文档节选:
____________
考虑到实际无人机飞行受到无人机的速度、水平过载和爬升速度的限制, 无人机的飞行状态需要满足如下约束条件:
$$ \begin{aligned}[b] & {{V}_{\text{min}}} \le {{V}_{i}} \le {{V}_{\text{max}}},\; \\ & \left| {{{\dot{\psi }}}_{i}} \right| \le V_{i}^{-1}{{n}_{\text{max}}}g,\; \\ & {{h}_{\min }} \le {{h}_{i}} \le {{h}_{\max }},\; \end{aligned} $$ (2) 其中, $ g=9.8\,\;\text{m/s} $为重力加速度, $ {{V}_{\text{min}}} $, $ {{V}_{\text{max}}} $分别为无人机最小和最大飞行速度, $ {{n}_{\text{max}}} $为最大水平过载, $ {{h}_{\min }} $, $ {{h}_{\max }} $为最小和最大的高度变化率.
本文设定集群的交互拓扑为全连通的, 即无人机能够和集群中的所有个体进行交互, 无人机$ i $的交互邻居集合为$ {{N}_{i}}=\left\{ j|j=1,\;2,\;\cdots ,\;N,\;j\ne i \right\} $. 受到Cheng等[8]的启发, 引入集群运动序参量定义. 并定义集群的运动相态如下.
____________
所给材料:
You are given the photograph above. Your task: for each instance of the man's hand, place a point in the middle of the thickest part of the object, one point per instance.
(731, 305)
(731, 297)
____________
练习题组:
[A] 根据文档节选，本文将无人机集群的交互拓扑设定为哪一种？
[B] 请把文档节选中以含有“考虑到实际无人机飞行受到无人”的词句开头、到“受到Cheng等[8]的启发, 引入集群运动序参量定义. 并定义集群的运动相态如下.”为止的这一部分重新写出，并用“通信拓扑”替换其中的“交互拓扑”。
[C] 请从这段讲无人机集群飞行约束与运动相态的文档节选结束之处接续写下去。
上述材料与文档节选彼此独立，内容互不相关。

练习答案:
[A] 全连通的，即无人机能够和集群中的所有个体进行交互。

[B]
考虑到实际无人机飞行受到无人机的速度、水平过载和爬升速度的限制, 无人机的飞行状态需要满足如下约束条件:
$$ \begin{aligned}[b] & {{V}_{\text{min}}} \le {{V}_{i}} \le {{V}_{\text{max}}},\; \\ & \left| {{{\dot{\psi }}}_{i}} \right| \le V_{i}^{-1}{{n}_{\text{max}}}g,\; \\ & {{h}_{\min }} \le {{h}_{i}} \le {{h}_{\max }},\; \end{aligned} $$ (2) 其中, $ g=9.8\,\;\text{m/s} $为重力加速度, $ {{V}_{\text{min}}} $, $ {{V}_{\text{max}}} $分别为无人机最小和最大飞行速度, $ {{n}_{\text{max}}} $为最大水平过载, $ {{h}_{\min }} $, $ {{h}_{\max }} $为最小和最大的高度变化率.
本文设定集群的通信拓扑为全连通的, 即无人机能够和集群中的所有个体进行交互, 无人机$ i $的交互邻居集合为$ {{N}_{i}}=\left\{ j|j=1,\;2,\;\cdots ,\;N,\;j\ne i \right\} $. 受到Cheng等[8]的启发, 引入集群运动序参量定义. 并定义集群的运动相态如下.

[C]
定义 1. (集群平移序参量与平移运动相态) 给定某一时刻无人机集群的位置矢量$ \mathbf{p}=[ {{\mathbf{x}}_{1}},\;{{\mathbf{x}}_{2}}, \;\cdots , {{\mathbf{x}}_{N}} ]^{\text{T}} $和惯性坐标系下的速度矢量$ \mathbf{v}=[\dot{\mathbf{x}}_1,\; \dot{\mathbf{x}}_2,\; \cdots, \dot{\mathbf{x}}_N]^{\mathrm{T}} $, 则可定义无人机集群平移序参量$ {{V}_{m}} $如下[8]:
$$ \begin{aligned} {{V}_{m}}=\frac{1}{N}\left\| \sum\limits_{i=1}^{N}{\frac{{{\mathbf{x}}_{i}}}{\left\| {{\mathbf{x}}_{i}} \right\|}} \right\| \end{aligned} $$ (3) 当无人机集群满足$ {{V}_{m}}=1 $时, 称无人机集群处于平移运动相态.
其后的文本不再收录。